Object pointing dataset rows:
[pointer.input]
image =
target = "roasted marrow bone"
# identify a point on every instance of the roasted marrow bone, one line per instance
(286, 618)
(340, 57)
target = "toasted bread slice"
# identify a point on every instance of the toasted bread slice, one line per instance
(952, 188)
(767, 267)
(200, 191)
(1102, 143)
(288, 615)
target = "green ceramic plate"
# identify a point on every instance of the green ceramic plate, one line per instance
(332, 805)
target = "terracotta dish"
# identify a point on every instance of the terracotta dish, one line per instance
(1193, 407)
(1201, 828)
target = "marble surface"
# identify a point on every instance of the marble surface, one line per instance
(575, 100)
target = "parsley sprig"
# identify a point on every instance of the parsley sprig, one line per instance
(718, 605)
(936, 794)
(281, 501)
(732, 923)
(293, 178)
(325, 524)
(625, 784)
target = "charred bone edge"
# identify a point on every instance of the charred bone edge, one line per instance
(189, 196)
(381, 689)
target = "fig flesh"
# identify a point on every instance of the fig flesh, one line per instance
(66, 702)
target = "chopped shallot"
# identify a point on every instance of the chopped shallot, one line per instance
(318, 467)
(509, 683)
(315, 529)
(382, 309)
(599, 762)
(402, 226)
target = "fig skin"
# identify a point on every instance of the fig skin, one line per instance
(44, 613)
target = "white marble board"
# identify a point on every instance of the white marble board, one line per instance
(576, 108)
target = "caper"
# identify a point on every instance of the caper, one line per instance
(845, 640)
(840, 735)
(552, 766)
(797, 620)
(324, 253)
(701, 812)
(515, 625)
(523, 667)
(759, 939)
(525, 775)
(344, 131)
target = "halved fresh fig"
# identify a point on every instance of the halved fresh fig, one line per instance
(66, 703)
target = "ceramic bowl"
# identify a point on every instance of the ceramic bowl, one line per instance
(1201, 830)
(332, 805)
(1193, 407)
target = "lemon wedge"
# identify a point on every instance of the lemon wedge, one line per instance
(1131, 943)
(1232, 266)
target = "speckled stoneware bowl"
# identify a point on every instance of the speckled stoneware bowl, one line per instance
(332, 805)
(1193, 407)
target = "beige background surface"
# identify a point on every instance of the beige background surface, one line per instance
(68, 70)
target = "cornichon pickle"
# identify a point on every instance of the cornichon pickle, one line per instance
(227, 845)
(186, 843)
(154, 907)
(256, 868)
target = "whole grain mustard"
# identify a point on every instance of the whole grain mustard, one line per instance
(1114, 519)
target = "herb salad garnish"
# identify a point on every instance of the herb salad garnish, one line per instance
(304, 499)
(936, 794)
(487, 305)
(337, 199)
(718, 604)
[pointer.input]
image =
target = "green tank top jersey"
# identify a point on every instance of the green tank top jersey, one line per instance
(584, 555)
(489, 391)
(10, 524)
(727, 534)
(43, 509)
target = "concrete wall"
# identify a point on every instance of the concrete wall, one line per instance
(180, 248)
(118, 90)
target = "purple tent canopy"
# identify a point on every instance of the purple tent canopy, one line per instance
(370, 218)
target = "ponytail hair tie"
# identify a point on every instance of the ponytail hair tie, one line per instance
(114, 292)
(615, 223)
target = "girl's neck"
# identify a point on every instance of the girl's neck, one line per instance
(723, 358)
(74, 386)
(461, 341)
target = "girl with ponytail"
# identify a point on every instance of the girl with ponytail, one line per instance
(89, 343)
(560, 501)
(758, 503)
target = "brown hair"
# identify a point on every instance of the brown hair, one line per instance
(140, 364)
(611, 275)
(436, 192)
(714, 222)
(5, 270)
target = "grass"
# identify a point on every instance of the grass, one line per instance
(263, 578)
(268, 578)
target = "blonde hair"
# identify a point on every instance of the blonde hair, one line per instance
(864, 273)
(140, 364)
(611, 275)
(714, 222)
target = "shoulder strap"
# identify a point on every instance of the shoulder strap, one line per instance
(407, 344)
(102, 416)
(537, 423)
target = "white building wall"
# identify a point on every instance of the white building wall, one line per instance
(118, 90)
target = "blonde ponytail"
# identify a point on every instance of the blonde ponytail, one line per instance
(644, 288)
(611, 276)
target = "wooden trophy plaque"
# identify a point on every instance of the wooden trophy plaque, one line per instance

_What the task asks:_ Return all of the above records exactly, leaving no line out.

_The answer:_
[pointer.input]
image =
target = "roasted marrow bone"
# identify a point on every instance of the roasted marrow bone, one line per instance
(286, 618)
(340, 57)
target = "toasted bread slice"
# identify a point on every instance of the toasted bread slice, one line per instance
(952, 188)
(767, 267)
(200, 191)
(1102, 143)
(288, 615)
target = "green ceramic plate"
# identify a point on every instance of the green ceramic plate, one line per instance
(332, 805)
target = "terracotta dish"
# identify a point on every instance of the terracotta dish, one line per instance
(1193, 407)
(1201, 828)
target = "marble surface"
# identify a point on every instance of the marble surface, one line per instance
(575, 100)
target = "parsley sprig"
# identify a point on every instance of the parsley sprig, one line per instance
(718, 605)
(936, 794)
(281, 501)
(732, 923)
(293, 178)
(325, 524)
(625, 784)
target = "charred bone edge"
# identify a point on every instance of the charred bone edge, one line per instance
(189, 196)
(381, 689)
target = "fig flesh"
# identify a point on every instance of the fig flesh, one line per instance
(66, 702)
target = "chopped shallot"
# identify a point on every instance of the chopped shallot, one line per instance
(318, 467)
(509, 683)
(315, 529)
(382, 309)
(599, 762)
(402, 226)
target = "fig skin"
# identify a point on every instance of the fig skin, one line per instance
(44, 613)
target = "white marble board"
# identify a point on every instance of the white marble board, one line per instance
(576, 108)
target = "caper"
# identify a point on every instance of the caper, one line per instance
(845, 640)
(840, 735)
(552, 766)
(797, 620)
(324, 253)
(701, 812)
(515, 625)
(523, 667)
(759, 939)
(525, 775)
(344, 131)
target = "halved fresh fig"
# identify a point on every instance of the halved fresh fig, one line per instance
(66, 703)
target = "ceramic bowl"
# identify a point on every instance of the ceramic bowl, one line per instance
(1201, 830)
(332, 805)
(1193, 407)
target = "lemon wedge"
# identify a point on every instance of the lemon wedge, one line per instance
(1131, 943)
(1232, 266)
target = "speckled stoneware bowl"
# identify a point on every instance of the speckled stoneware bowl, one line per instance
(332, 805)
(1193, 407)
target = "beige background surface"
# identify a point on every instance of the beige background surface, one line per instance
(68, 70)
target = "cornichon pickle"
# identify a point on every instance of the cornichon pickle, one line per instance
(227, 845)
(186, 843)
(154, 907)
(256, 868)
target = "whole grain mustard"
# identify a point on every instance of the whole grain mustard, one line per instance
(1114, 519)
target = "herb salad garnish"
# identify a point on every instance of the herb salad garnish, one line per instance
(304, 499)
(936, 794)
(487, 305)
(337, 199)
(718, 604)
[pointer.input]
image =
target = "green tank top jersey"
# identify a point on every instance of the green tank top jersey, one line per instance
(584, 555)
(489, 391)
(10, 524)
(727, 534)
(43, 509)
target = "concrete wall"
# identify a point on every instance of the concrete wall, one line per instance
(180, 248)
(118, 90)
target = "purple tent canopy"
# identify a point on every instance of the purple tent canopy, one line per instance
(370, 218)
target = "ponytail hair tie"
# identify a point on every instance of the ponytail hair tie, one line per instance
(114, 292)
(615, 223)
target = "girl's neck"
# identify a point on every instance of the girl's neck, one line per instance
(723, 358)
(74, 386)
(461, 341)
target = "girl with ponytail"
# identify a point on every instance of the girl with ponytail, one line per instance
(89, 343)
(560, 501)
(758, 503)
target = "brown hair"
# identify a point on every instance of the brown hair, one line per instance
(140, 364)
(611, 275)
(436, 192)
(714, 222)
(5, 270)
target = "grass"
# identify a point on every instance of the grass, one line per instance
(263, 578)
(268, 578)
target = "blonde hair"
# identify a point on every instance of the blonde hair, one line per instance
(864, 273)
(140, 364)
(611, 275)
(714, 222)
target = "shoulder strap"
# identify a point on every instance of the shoulder strap, one line per instance
(407, 344)
(102, 416)
(537, 423)
target = "white building wall"
# identify a point on every instance of the white building wall, one line per instance
(118, 90)
target = "blonde ponytail"
# identify a point on every instance of the blonde ponytail, one line per instance
(644, 288)
(611, 276)
target = "wooden trophy plaque"
# identify a point on every instance of the wooden trophy plaque, one line per instance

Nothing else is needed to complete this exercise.